begin Given passage

2. Yeats uses symbols to express some of his most profound ideas. What symbols in this poem appeal to you? Use reference to the text in your response.
3. ‘Yeats is yearning for order, and fearing anarchy.’ Discuss two ways in which the poem illustrates this statement. Support your answer with reference to the text.
1. This is a political poem. What kind of political vision does it convey? Illustrate your answer with reference to the text.
1. The poets view is very interesting, but I think it can be criticized in some aspects, and that’s why I don’t have the totally same opinion as he does.
Of course no one can have more influence on our live, and decide about our future more than mother earth, but politics play a very important role in our daily life too. And I believe that politics can change many different aspects in our world, but of course it can’t change it alone, it needs our help and support to execute the ideas that have been made.
2. Probably there are two main symbols in this poem that impress the reader most.

end Given passage

**To be done:**
In the Yeats passage, condense the paragraph that begins "Of course no one can have more influence" into two sentences, keeping its main points. The lines after the Yeats passage are drawn from a separate source.

begin Available data

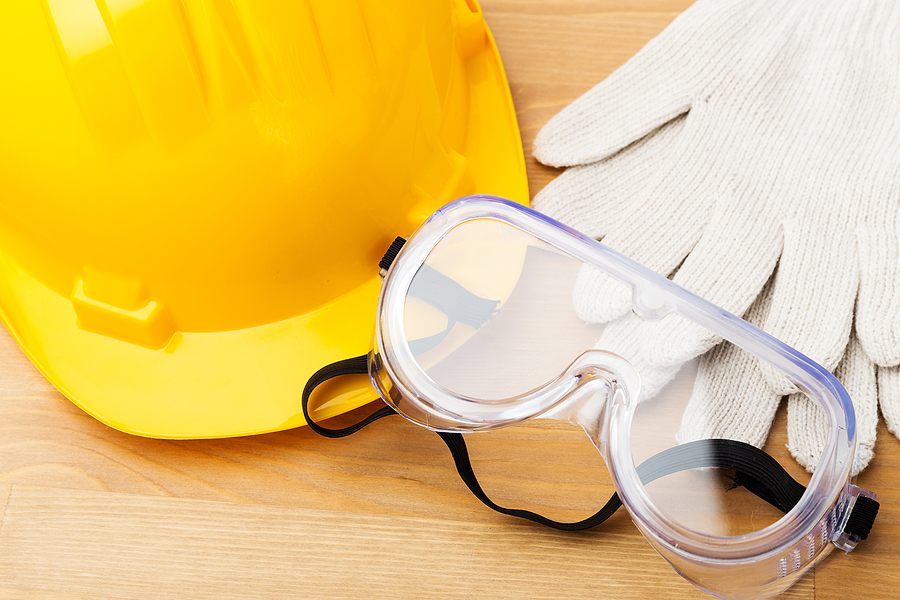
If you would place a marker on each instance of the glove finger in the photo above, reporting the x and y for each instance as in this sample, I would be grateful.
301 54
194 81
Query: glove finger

end Available data

**Reply:**
Mother earth has more influence on our lives and future than anything else, but politics also plays a very important role in daily life. Politics can change many aspects of the world, though not alone, since it needs people's help and support to carry out its ideas.